Your task: Put every line of the listing below into a numbered list, leaving out the blank lines.

Source records

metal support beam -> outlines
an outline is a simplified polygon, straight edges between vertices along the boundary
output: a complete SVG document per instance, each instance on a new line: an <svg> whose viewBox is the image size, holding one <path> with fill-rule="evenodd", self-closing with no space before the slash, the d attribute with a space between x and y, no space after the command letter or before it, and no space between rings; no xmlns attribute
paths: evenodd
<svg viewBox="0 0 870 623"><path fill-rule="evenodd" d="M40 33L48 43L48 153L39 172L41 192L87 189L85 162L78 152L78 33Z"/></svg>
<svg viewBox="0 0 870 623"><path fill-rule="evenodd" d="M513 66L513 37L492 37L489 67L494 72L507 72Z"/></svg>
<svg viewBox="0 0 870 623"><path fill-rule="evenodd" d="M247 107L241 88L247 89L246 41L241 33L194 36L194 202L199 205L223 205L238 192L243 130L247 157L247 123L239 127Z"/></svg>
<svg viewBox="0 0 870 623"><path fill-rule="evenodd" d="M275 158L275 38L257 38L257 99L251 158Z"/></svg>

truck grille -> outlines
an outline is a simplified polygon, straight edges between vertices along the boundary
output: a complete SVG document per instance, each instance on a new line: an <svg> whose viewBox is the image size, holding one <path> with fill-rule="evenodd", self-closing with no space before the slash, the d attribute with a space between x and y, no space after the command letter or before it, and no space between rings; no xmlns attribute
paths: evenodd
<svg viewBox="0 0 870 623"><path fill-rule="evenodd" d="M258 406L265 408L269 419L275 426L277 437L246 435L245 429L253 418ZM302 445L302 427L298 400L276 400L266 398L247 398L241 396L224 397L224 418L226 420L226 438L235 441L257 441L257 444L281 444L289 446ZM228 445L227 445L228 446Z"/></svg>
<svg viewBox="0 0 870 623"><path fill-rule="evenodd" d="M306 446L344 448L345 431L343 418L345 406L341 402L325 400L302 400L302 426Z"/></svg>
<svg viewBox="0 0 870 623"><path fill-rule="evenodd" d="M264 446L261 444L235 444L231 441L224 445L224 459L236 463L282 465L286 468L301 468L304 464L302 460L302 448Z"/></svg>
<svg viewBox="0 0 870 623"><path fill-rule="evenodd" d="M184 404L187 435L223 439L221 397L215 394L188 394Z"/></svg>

Exercise result:
1. metal support beam -> outlines
2. an outline is a simplified polygon, straight edges between vertices along the boundary
3. output: a complete SVG document per instance, each instance on a new line: an <svg> whose viewBox is the image size, holding one <path> with fill-rule="evenodd", self-closing with no space before the slash, the d attribute with a space between x and y, no space after the command letter or before it, and no space between rings; no xmlns attribute
4. paths: evenodd
5. <svg viewBox="0 0 870 623"><path fill-rule="evenodd" d="M40 33L48 43L48 153L39 172L41 192L87 189L85 162L78 152L78 33Z"/></svg>
6. <svg viewBox="0 0 870 623"><path fill-rule="evenodd" d="M513 66L513 37L492 37L489 67L494 72L507 72Z"/></svg>
7. <svg viewBox="0 0 870 623"><path fill-rule="evenodd" d="M247 107L241 88L247 89L246 41L241 33L194 36L194 202L199 205L223 205L238 192L243 130L247 157L247 123L239 127Z"/></svg>
8. <svg viewBox="0 0 870 623"><path fill-rule="evenodd" d="M275 158L275 38L257 38L257 99L251 158Z"/></svg>
9. truck grille -> outlines
10. an outline is a simplified polygon, straight edges between vertices along the boundary
11. output: a complete SVG document per instance, each instance on a new line: an <svg> whose viewBox is the image size, holding one <path> with fill-rule="evenodd", self-closing with no space before the slash, the d attribute with a space between x and y, no space after the command letter or before it, and no space between rings; no xmlns attribute
12. paths: evenodd
13. <svg viewBox="0 0 870 623"><path fill-rule="evenodd" d="M258 406L265 408L269 419L275 426L277 437L246 435L245 429L253 418ZM302 445L302 427L298 400L276 400L266 398L247 398L241 396L224 397L224 418L226 420L226 438L235 441L257 441L257 444L281 444L289 446ZM228 445L227 445L228 446Z"/></svg>
14. <svg viewBox="0 0 870 623"><path fill-rule="evenodd" d="M306 446L344 448L345 431L343 418L345 406L341 402L325 400L302 400L302 426Z"/></svg>
15. <svg viewBox="0 0 870 623"><path fill-rule="evenodd" d="M264 446L261 444L235 444L231 441L224 445L224 459L236 463L282 465L286 468L301 468L304 464L302 460L302 448Z"/></svg>
16. <svg viewBox="0 0 870 623"><path fill-rule="evenodd" d="M184 404L187 435L223 439L221 397L215 394L188 394Z"/></svg>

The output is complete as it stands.